### 本文ブロック
さらに上級者編として『三頭筋がチョモランマ!』『僧帽筋ラグビーボール!』なども効果大だ。

以上、今日からモテるさしすせそは

 

さ: 三頭筋がチョモランマ!!!

し: 知らなかった〜

す: すご〜い

せ: 背中デカイよ!!!

そ:僧帽筋がラグビーボール!!!

 

だと認識を改めてほしい。

いや何の話をしてるんだ。

それはさておき、盛り上がりにかけるまま合コンは終了し、解散した。

『これから二次会行く人〜』とサトシ。いや、こんな状況で誰が行くんだ。当然誰も手を上げず、僕らは各々家路についた。

帰りの電車、一体あの合コンは何だったんだろうと、僕は1人頭を抱えた。初めての合コン、あまりにも酷すぎる。最悪だ。

 

まず第一に、コミュニケーションで大切なのは言葉のキャッチボールだと僕は思う。相手の言葉に耳を傾け、受け止め、気になったことを質問し、答えてもらい、逆に質問してもらう。この基本的な流れで会話が成り立ち、何往復もするうちにお互い親しくなっていく。もちろんアピールしたいことがたくさんあるのは素晴らしいことだが、一方的に言葉を投げ続けてはいけない。それは言葉のキャッチボールではなく、デッドボールだ。自分だけいい気になっても、相手はさぞつまらないことだろう。人はみな喋りたい生き物なのだ。気持ちよく相手に話してもらうことが何よりも大事だ。さっきのさしすせそじゃないけど、適切な相槌を打って、相手が満足しながら話せるよう気を配らなくてはいけない。

### 提供データ
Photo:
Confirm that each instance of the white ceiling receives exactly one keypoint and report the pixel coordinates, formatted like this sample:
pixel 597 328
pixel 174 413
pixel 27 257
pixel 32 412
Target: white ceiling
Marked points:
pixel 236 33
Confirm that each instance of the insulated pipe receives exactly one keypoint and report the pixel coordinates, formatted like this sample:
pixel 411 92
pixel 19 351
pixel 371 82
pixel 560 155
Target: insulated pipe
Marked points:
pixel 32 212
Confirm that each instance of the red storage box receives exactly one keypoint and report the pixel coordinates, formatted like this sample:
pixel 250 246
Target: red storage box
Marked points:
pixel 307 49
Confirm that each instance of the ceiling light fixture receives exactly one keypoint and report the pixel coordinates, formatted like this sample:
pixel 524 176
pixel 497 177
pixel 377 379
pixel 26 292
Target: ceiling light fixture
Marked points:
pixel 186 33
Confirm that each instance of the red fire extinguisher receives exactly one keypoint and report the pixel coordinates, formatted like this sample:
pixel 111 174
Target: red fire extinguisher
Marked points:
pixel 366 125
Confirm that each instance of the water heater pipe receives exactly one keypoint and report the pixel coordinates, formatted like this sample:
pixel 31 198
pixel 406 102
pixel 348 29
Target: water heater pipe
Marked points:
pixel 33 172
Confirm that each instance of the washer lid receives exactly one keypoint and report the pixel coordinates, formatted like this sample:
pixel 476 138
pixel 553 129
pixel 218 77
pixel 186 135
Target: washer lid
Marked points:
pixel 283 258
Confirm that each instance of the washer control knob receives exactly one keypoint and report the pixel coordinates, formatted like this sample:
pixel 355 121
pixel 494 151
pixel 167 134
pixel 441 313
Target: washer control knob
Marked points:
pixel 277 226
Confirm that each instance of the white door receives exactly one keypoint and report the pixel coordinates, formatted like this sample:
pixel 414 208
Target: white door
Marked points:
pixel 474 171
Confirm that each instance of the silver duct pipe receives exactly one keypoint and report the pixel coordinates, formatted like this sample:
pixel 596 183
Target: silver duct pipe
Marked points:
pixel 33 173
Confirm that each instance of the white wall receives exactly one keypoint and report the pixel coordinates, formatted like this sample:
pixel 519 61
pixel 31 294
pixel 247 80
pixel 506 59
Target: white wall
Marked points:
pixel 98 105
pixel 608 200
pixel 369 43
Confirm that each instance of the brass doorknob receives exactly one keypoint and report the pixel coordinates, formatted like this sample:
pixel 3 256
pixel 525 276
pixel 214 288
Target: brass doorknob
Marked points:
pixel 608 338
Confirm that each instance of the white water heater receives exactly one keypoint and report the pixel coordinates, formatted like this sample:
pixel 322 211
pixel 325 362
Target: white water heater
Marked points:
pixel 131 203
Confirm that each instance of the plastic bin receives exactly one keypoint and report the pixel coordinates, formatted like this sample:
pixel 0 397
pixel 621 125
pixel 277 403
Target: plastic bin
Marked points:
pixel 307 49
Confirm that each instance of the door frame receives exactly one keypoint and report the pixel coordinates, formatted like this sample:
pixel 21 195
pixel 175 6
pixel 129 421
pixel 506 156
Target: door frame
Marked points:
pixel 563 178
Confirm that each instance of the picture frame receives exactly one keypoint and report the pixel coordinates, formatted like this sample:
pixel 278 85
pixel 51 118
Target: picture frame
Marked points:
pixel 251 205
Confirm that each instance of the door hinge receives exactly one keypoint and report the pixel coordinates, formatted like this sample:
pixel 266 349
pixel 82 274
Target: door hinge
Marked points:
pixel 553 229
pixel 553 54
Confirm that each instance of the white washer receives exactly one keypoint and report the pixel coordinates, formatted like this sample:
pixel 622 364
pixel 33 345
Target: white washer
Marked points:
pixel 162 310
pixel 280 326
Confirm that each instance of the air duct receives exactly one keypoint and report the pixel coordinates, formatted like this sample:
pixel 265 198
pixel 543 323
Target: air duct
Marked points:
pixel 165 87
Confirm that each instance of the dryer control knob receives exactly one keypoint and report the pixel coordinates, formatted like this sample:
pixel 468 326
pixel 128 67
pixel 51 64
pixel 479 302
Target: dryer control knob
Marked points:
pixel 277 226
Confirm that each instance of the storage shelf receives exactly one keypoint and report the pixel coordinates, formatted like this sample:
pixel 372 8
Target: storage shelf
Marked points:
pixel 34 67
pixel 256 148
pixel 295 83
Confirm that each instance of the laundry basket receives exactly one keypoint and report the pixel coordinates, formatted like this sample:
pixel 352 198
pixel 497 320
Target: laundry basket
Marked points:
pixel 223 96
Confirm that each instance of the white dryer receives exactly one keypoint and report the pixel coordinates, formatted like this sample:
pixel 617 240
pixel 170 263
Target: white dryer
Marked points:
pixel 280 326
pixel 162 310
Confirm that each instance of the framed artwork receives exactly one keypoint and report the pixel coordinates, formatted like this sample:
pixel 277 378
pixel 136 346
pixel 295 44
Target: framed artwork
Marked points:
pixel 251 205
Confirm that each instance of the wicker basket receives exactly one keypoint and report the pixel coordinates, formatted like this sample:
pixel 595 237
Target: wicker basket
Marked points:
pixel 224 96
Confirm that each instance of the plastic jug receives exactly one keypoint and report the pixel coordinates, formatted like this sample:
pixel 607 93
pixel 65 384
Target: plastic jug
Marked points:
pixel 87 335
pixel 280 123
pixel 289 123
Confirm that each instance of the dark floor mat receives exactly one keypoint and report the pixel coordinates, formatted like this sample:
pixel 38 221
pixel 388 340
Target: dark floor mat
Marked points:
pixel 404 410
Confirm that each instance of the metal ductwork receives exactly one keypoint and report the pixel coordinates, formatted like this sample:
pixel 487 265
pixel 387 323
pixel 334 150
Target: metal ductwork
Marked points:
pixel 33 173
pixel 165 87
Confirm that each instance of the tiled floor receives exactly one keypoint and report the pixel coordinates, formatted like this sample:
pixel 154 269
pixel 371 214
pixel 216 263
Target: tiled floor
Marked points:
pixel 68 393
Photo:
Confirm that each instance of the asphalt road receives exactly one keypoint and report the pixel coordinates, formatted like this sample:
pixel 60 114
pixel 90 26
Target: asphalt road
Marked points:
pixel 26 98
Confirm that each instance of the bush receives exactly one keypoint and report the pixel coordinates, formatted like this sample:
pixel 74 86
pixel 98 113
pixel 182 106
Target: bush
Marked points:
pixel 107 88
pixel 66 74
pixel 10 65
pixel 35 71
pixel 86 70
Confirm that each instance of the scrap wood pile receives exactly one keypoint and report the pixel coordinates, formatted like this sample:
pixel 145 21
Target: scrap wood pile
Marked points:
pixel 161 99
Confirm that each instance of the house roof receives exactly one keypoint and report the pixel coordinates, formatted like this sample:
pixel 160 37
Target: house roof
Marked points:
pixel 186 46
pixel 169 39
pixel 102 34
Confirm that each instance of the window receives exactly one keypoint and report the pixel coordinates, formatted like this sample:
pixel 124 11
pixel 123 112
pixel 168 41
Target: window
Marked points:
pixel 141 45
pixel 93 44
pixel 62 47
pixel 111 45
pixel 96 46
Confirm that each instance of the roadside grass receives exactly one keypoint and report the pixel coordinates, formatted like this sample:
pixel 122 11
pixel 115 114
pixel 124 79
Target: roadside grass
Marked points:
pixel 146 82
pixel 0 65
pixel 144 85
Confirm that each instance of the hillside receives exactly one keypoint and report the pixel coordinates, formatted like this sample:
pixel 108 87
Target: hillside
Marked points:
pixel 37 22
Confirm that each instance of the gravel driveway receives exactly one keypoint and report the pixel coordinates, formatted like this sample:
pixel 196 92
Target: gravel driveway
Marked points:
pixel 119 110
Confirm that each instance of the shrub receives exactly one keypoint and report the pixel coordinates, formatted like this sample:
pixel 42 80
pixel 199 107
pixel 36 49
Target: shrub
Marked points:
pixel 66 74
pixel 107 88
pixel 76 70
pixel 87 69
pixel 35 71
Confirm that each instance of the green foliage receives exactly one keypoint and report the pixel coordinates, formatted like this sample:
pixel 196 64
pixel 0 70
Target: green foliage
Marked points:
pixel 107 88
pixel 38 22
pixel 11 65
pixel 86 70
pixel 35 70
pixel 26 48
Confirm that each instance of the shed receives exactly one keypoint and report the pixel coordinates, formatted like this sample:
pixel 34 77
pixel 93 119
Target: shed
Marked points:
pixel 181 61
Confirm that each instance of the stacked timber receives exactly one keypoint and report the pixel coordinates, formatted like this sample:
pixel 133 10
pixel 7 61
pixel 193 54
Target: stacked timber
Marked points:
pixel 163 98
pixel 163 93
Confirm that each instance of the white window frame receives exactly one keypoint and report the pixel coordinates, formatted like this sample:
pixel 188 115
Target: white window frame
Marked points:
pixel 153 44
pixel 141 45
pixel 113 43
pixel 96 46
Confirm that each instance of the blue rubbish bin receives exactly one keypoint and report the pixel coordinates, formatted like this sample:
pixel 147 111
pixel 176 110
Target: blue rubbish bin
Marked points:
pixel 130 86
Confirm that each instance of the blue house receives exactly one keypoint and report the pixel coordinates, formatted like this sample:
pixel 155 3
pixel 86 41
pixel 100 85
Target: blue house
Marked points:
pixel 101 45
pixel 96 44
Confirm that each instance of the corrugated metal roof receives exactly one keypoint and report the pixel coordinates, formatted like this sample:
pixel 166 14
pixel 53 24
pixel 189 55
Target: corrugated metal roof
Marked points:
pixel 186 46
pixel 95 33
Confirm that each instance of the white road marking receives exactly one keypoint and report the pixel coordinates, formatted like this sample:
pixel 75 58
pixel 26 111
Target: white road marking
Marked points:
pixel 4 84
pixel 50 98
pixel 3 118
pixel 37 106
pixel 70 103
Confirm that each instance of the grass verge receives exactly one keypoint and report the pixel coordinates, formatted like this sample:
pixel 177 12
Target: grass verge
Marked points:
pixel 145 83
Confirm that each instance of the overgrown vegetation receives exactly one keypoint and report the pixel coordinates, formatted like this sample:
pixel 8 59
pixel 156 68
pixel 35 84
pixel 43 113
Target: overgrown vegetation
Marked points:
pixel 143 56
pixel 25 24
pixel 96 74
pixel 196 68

### 記述課題 1
本文の「帰りの電車、一体あの合コンは」から「う気を配らなくてはいけない。」までを、両端の語句も含めて一字一句変えずに書き写してください。
### 記述課題 2
次の(a)〜(c)が本文の内容と一致するかを「はい」か「いいえ」で答え、判断の決め手となる本文の語句をそのまま引用して添えてください。
(a) 合コンの後、二次会に行こうと手を上げた人はいなかった。
(b) 語り手がこれまでに合コンに参加したのは、今回が初めてではない。
(c) 筆者は、コミュニケーションで大切なのは言葉のキャッチボールだと考えている。
回答の根拠には本文だけを使うこと。

### 最終結果 1
帰りの電車、一体あの合コンは何だったんだろうと、僕は1人頭を抱えた。初めての合コン、あまりにも酷すぎる。最悪だ。

 

まず第一に、コミュニケーションで大切なのは言葉のキャッチボールだと僕は思う。相手の言葉に耳を傾け、受け止め、気になったことを質問し、答えてもらい、逆に質問してもらう。この基本的な流れで会話が成り立ち、何往復もするうちにお互い親しくなっていく。もちろんアピールしたいことがたくさんあるのは素晴らしいことだが、一方的に言葉を投げ続けてはいけない。それは言葉のキャッチボールではなく、デッドボールだ。自分だけいい気になっても、相手はさぞつまらないことだろう。人はみな喋りたい生き物なのだ。気持ちよく相手に話してもらうことが何よりも大事だ。さっきのさしすせそじゃないけど、適切な相槌を打って、相手が満足しながら話せるよう気を配らなくてはいけない。

### 最終結果 2
(a) はい:「当然誰も手を上げず、僕らは各々家路についた。」
(b) いいえ:「初めての合コン、あまりにも酷すぎる。」
(c) はい:「コミュニケーションで大切なのは言葉のキャッチボールだと僕は思う。」